AIM OF THE EXERCISE - Search the records for the string "below", and show each line where it appears.

DATA FOR THIS TASK -

════════════════════

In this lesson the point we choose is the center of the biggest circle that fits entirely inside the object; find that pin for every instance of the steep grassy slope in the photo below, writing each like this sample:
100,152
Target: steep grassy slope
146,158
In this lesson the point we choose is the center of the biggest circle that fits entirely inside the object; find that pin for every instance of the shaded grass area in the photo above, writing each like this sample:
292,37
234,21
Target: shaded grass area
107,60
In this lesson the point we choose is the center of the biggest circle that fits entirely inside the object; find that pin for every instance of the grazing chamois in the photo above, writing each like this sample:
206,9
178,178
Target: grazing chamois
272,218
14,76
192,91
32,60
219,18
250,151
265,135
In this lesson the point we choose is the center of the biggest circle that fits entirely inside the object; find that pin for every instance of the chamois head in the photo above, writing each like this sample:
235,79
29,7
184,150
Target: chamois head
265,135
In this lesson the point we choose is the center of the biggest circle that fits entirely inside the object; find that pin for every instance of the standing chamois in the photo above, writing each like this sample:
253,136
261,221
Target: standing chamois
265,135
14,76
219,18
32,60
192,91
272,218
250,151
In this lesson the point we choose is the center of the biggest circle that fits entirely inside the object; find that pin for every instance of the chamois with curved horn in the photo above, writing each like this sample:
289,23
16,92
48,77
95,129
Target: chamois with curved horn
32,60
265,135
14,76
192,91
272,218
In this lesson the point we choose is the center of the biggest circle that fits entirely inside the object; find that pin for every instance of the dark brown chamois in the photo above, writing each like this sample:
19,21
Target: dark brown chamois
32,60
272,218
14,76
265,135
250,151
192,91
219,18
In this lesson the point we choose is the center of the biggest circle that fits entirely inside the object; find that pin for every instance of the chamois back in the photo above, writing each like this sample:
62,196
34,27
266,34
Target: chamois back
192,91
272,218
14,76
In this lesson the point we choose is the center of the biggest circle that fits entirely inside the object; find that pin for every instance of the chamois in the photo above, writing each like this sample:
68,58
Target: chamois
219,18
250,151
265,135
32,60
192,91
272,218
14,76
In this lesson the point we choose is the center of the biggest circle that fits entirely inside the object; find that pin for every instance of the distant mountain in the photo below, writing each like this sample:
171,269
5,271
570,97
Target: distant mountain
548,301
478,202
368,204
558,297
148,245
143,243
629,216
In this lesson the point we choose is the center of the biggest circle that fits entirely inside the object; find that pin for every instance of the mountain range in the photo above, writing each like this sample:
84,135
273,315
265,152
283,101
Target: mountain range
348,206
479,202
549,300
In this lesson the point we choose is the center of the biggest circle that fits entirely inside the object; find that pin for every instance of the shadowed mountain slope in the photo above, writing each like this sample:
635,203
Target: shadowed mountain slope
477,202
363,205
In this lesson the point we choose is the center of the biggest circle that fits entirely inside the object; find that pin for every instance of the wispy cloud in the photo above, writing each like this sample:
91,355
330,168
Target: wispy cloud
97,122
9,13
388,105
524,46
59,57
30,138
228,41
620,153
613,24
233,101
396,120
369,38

════════════════════

RESPONSE TO THE TASK -
In this lesson the point we choose is the center of the biggest circle that fits entirely inside the object; find that pin for every instance of the steep grassy slope in the photo below, writing each like this sample:
In this lesson the point we choose is the center of the biggest circle that fits entirely inside the object; find that pin for every instance of the distant mountain in the photo below, writing each like this sample:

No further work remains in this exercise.